[Location annotation dataset excerpts]
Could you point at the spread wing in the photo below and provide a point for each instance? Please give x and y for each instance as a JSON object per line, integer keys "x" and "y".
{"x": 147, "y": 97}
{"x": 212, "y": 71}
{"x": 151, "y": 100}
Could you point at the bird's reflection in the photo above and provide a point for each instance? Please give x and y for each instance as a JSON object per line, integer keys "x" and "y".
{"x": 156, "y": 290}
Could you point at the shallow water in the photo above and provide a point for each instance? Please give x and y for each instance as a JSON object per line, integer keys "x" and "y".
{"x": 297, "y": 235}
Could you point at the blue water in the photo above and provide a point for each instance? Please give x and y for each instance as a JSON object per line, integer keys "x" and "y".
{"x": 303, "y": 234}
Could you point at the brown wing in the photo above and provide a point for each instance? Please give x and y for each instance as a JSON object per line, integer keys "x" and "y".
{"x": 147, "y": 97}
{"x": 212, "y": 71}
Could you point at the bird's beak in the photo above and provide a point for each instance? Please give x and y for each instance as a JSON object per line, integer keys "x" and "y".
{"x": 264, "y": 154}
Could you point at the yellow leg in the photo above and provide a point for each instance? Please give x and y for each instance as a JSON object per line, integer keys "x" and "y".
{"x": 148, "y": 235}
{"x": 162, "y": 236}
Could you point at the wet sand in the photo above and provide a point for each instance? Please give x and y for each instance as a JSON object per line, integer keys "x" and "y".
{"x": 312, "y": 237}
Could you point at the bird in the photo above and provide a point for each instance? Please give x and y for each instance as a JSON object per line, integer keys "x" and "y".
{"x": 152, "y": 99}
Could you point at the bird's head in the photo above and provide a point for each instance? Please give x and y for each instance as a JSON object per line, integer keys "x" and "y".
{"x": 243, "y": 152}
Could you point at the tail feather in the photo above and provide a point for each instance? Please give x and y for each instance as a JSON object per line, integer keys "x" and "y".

### What to produce
Edit the items above by changing "provide a point" to "mark a point" wherever it occurs, and keep everything else the same.

### Output of the task
Could you point at the spread wing in the photo below and mark a point for each instance? Please give x and y for each instance as a JSON object per line, integer keys "x" and "y".
{"x": 147, "y": 97}
{"x": 212, "y": 71}
{"x": 151, "y": 100}
Could you point at the bird's reflection in the photo above and mark a point for each instance? Please give x and y for each instance as a JSON object per line, integer keys "x" and "y".
{"x": 156, "y": 290}
Could you point at the shallow water in the photo above and mark a point for each instance? Please give x and y for each instance as a JSON object per line, integer keys "x" and "y".
{"x": 297, "y": 235}
Could you point at the blue water in the photo above and mark a point for each instance? Please give x and y for each instance as a JSON object per line, integer keys "x" and "y".
{"x": 303, "y": 234}
Could you point at the brown wing in the photo above and mark a point for each instance? Please give x and y for each instance as a JSON object per line, integer keys "x" and "y".
{"x": 147, "y": 97}
{"x": 212, "y": 71}
Could you point at the bird's beak in the photo above and mark a point for each instance? Please give x and y for each instance as a JSON object per line, integer keys "x" and "y".
{"x": 264, "y": 154}
Could you point at the yellow leg in the photo above and mark a point for each instance? Please give x and y for each instance as a JSON object per line, integer keys "x" and "y".
{"x": 148, "y": 235}
{"x": 162, "y": 236}
Could you point at the wet sand in the photo above and mark a point for each instance? Please give x and y for each instance as a JSON object per line, integer keys "x" and "y".
{"x": 312, "y": 237}
Could you point at the bird in the photo above and mark a point for each instance? Please give x and y for each instance as a JSON object per line, integer keys "x" and "y".
{"x": 152, "y": 99}
Could you point at the bird's head in the photo above and mark a point for each instance? Please give x and y for each instance as a JSON object per line, integer keys "x" and "y".
{"x": 243, "y": 152}
Could you point at the tail feather in the photo above and mark a point for each instance? Please give x and y for each instance as a JSON object per line, integer keys "x" and "y".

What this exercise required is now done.